Provided data start
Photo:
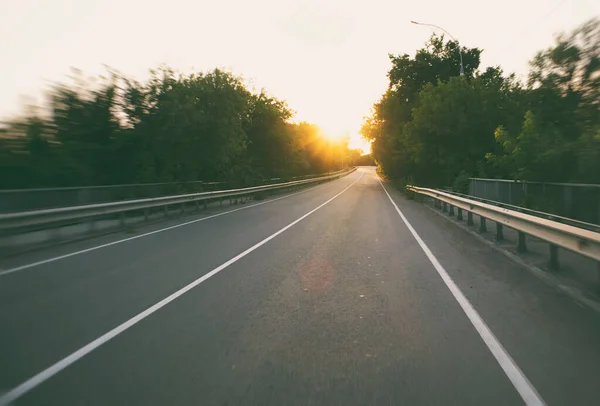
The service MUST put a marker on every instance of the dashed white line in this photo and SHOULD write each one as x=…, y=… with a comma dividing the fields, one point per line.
x=49, y=372
x=527, y=391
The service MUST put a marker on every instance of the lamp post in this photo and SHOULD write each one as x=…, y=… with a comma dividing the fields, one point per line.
x=462, y=68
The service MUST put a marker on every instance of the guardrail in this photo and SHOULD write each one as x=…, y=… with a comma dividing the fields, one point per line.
x=576, y=239
x=11, y=223
x=13, y=200
x=571, y=200
x=536, y=213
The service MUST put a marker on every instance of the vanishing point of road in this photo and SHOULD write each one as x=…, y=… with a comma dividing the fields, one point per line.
x=341, y=294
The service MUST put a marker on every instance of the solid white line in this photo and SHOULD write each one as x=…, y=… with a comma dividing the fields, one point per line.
x=46, y=374
x=511, y=369
x=46, y=261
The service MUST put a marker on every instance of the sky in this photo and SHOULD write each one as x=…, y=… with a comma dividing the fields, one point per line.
x=327, y=58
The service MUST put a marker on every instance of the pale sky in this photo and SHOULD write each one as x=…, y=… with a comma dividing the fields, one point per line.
x=327, y=59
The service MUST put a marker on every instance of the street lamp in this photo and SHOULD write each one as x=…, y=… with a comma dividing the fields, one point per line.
x=462, y=69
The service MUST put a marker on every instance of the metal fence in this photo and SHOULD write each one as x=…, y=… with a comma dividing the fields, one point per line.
x=16, y=200
x=577, y=201
x=49, y=198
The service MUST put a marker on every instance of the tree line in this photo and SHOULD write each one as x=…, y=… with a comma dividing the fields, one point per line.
x=433, y=127
x=173, y=128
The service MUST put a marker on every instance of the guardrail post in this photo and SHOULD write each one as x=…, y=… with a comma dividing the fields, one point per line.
x=482, y=225
x=91, y=225
x=554, y=257
x=499, y=232
x=522, y=244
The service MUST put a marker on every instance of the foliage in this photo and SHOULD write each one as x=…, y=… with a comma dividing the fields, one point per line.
x=435, y=128
x=202, y=126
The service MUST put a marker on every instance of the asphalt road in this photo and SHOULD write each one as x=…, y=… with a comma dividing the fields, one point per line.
x=326, y=297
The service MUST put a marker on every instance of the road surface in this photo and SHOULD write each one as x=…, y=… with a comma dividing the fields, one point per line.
x=342, y=294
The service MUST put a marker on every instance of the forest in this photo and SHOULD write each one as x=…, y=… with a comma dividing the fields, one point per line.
x=173, y=128
x=434, y=127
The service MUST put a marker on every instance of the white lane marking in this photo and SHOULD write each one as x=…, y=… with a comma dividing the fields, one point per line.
x=46, y=261
x=38, y=379
x=511, y=369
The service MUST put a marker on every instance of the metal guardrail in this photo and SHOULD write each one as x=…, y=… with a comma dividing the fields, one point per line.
x=572, y=200
x=40, y=219
x=537, y=213
x=576, y=239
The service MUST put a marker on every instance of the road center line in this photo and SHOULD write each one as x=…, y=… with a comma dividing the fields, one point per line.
x=53, y=259
x=511, y=369
x=49, y=372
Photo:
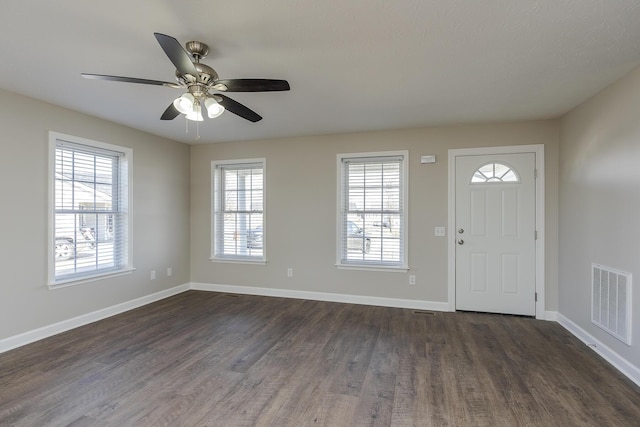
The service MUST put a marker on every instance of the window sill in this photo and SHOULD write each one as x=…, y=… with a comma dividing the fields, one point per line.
x=89, y=278
x=389, y=269
x=239, y=261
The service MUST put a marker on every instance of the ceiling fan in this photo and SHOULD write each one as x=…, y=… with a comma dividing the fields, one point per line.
x=200, y=80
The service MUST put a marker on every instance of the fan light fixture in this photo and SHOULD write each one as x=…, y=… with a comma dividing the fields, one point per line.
x=191, y=107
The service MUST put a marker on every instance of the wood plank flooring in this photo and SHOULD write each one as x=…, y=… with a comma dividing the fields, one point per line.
x=208, y=359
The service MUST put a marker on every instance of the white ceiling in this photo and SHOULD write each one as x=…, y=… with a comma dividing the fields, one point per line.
x=353, y=65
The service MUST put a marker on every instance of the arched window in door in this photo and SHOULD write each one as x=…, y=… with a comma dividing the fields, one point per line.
x=495, y=173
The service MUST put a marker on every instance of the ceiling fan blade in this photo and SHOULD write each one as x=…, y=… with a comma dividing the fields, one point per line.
x=238, y=109
x=253, y=85
x=170, y=113
x=130, y=80
x=176, y=53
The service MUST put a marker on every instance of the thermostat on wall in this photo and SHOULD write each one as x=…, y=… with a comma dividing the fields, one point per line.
x=427, y=159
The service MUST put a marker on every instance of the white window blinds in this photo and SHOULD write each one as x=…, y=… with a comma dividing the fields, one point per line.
x=90, y=211
x=238, y=222
x=372, y=211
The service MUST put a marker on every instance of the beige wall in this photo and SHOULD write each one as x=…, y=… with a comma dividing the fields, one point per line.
x=600, y=202
x=301, y=209
x=160, y=216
Provided data end
#### Exercise brief
Copy every one of the rows above word for word, leaving out the pictures.

#### Result of the exercise
Photo:
The service MUST put a marker on every instance of the dashed white line in this photo and SHOULD write each one as x=…, y=… with a comma dividing the fields, one point per line.
x=49, y=372
x=527, y=391
The service MUST put a marker on every instance of the lamp post in this photo and SHOULD write each one as x=…, y=… with a comma dividing the fields, one point per line.
x=462, y=68
The service MUST put a marker on every instance of the guardrail in this photo and SHOULD write each one as x=…, y=… with a comma dividing the fields, one point per line.
x=576, y=239
x=11, y=223
x=13, y=200
x=571, y=200
x=536, y=213
The service MUST put a marker on every instance of the vanishing point of road in this photo and SHOULD write each one as x=…, y=… with a comma dividing the fields, one point per line.
x=341, y=294
The service MUST put a marker on every instance of the solid white line in this photo and SHOULD write each one as x=…, y=… with a comma dividing the fields, one point per line.
x=46, y=374
x=511, y=369
x=46, y=261
The service MUST put a marker on every instance of the sky in this photo and SHOULD write each one as x=…, y=… with a comma dividing the fields, one point per line.
x=327, y=58
The service MUST put a marker on every instance of the pale sky in this photo and SHOULD write each one as x=…, y=… with a comma dividing the fields, one point per line.
x=327, y=59
The service MUST put a marker on every instance of the street lamp in this photo and SHOULD write each one as x=…, y=… with a comma dividing the fields, one point per line.
x=462, y=69
The service MUST put a marker on every instance of the metal fence in this photo and SHOULD write each one as x=…, y=… with a comma dividing the fields, one point per line.
x=16, y=200
x=577, y=201
x=49, y=198
The service MUST put a marker on every instance of the tree line in this photo and SHOULD write each one as x=…, y=… with a comma dividing the fields, one point per line.
x=433, y=127
x=173, y=128
The service MUST put a marker on every instance of the guardrail post in this photo and SHOULD write each one as x=…, y=… with a comma dividing the fields, one point per line.
x=482, y=225
x=91, y=225
x=554, y=257
x=499, y=232
x=522, y=244
The service MUST put a marker on every instance of the foliage in this photo and SHOULD write each one as x=…, y=… with a comma dividing the fields, one point per line.
x=435, y=128
x=202, y=126
The service MUST put a marker on every instance of the asphalt road in this photo and SHOULD write each one as x=…, y=… with a comma dividing the fields, one point per line.
x=326, y=297
The service MUST put a marker on every instance of the road surface in this photo and SHOULD write each one as x=…, y=… with a comma dividing the fields, one point per line.
x=342, y=294
The service MUST put a marker on every instance of the forest in this photo and SHOULD write each one as x=…, y=… with a comma dividing the fields, one point per line.
x=173, y=128
x=434, y=127
The service MUST put a marker on every instance of the white lane marking in this photo and SHOULD write each one as x=…, y=… with a comma dividing the fields, one point per line.
x=46, y=261
x=38, y=379
x=511, y=369
The service MUST put a marker on every instance of the metal guardrail in this photo and SHOULD write each one as x=…, y=… with a comma dividing the fields, one point per line.
x=572, y=200
x=40, y=219
x=537, y=213
x=576, y=239
The service MUST put a marker on every instance of the road center line in this photo and SHOULD write each one as x=…, y=… with a comma dividing the fields, one point per line.
x=53, y=259
x=511, y=369
x=49, y=372
Photo:
The service MUST put a marker on every instance of the window sill in this photo and SHOULD write each one as x=…, y=… with a comma dividing the fields, one point per line.
x=89, y=278
x=389, y=269
x=239, y=261
The service MUST put a marker on every instance of the ceiling fan in this photo and SHOULD write each one as x=…, y=… with a comma dividing the fields, one point per line.
x=200, y=80
The service MUST put a marker on every instance of the fan light fixture in this photo and SHOULD write each one as x=…, y=… with a comma dividing the fields, one point per line.
x=191, y=107
The service MUST put a marker on every instance of the wood plank flooring in this photo and SHOULD write each one as x=…, y=… with a comma dividing the fields, one point per line.
x=208, y=359
The service MUST put a marker on every instance of the white ceiling in this photo and SHOULD write each one as x=…, y=… with a comma dividing the fields, one point per line.
x=353, y=65
The service MUST put a marker on every instance of the arched window in door in this photo and SHOULD write each one as x=…, y=… with a comma dividing the fields, one point per line.
x=495, y=173
The service MUST put a marker on every instance of the ceiling fan blade in this photo and SHOULD write each one as x=…, y=… with a comma dividing the fields, one point per line.
x=238, y=109
x=253, y=85
x=170, y=113
x=130, y=80
x=176, y=53
The service MUST put a marker on every instance of the thermostat on wall in this photo and SHOULD write each one as x=…, y=… with a comma dividing the fields, one point per line.
x=427, y=159
The service MUST put a marker on every instance of the white window blinds in this photo and SHOULD write each one as x=…, y=… with a comma dividing the fields, one point per line.
x=90, y=211
x=238, y=222
x=372, y=211
The service MUST put a marker on every instance of the beige wall in this photo and SHOULD write each one as x=…, y=… with a comma dividing the fields, one point per line.
x=600, y=202
x=301, y=209
x=160, y=216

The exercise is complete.